§ Passage given:

# Finished this today



## Snipez (Dec 1, 2010)

Finished this today just need to fit the bands

Think it is hickory









Atb rob


----------



## philly (Jun 13, 2010)

Nice shooter, beautiful finish, sweet.
Philly


----------



## jmplsnt (Jan 1, 2010)

It has the look of hickory. If it was extremely hard and dulled all your tools, you can be pretty certain it is.

You did a good job on that one and it looks like it would be quite comfortable in the hand. Keep us posted on how it shoots and I hope it's a good one for you.


----------



## Dayhiker (Mar 13, 2010)

Very nice.


----------



## mxred91 (Aug 8, 2010)

Beautiful job!


----------



## e~shot (Jun 3, 2010)

Nice one, topnotch finishing .....

§ Dataset content:
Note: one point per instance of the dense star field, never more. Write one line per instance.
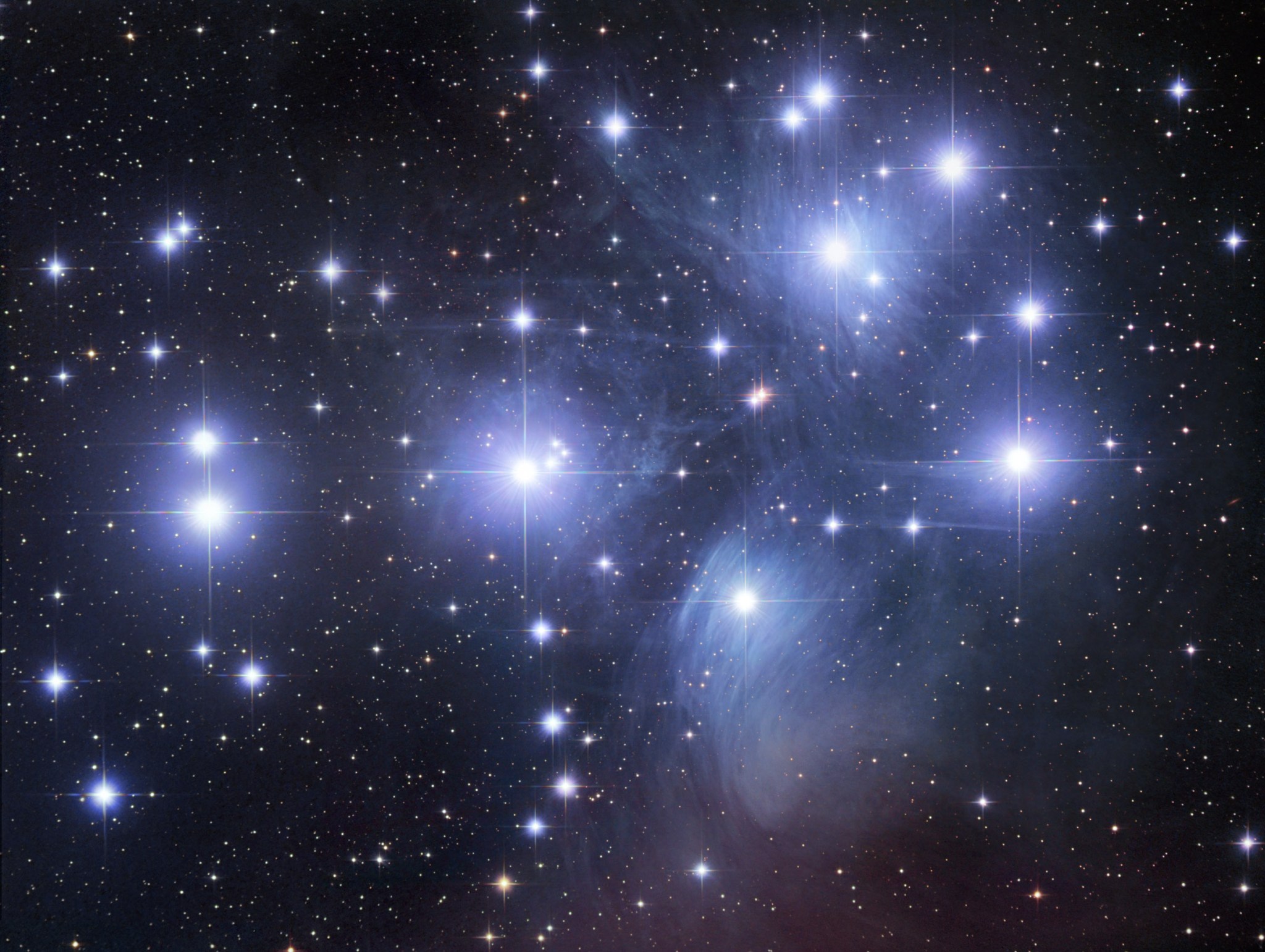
(649, 476)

§ Task prompt:
Carry on the forum thread about the finished hickory shooter from its last post. The data can be set aside here.

§ Answer to the problem:
----------



## M.J (Nov 1, 2010)

Looks great!


----------



## smitty (Dec 17, 2009)

I like it too...great work.


----------



## tubeman (Mar 7, 2011)

Excellent finish, and the hard work shows. If it is hickory it will outlive you. I have a vintage North American Hickory walking stick that is around 80 years old and still rock solid.


----------



## AJW (Apr 24, 2011)

Snipez, that's one piece of hickory that never looked so good. Everything about it just fits. Great job !!!!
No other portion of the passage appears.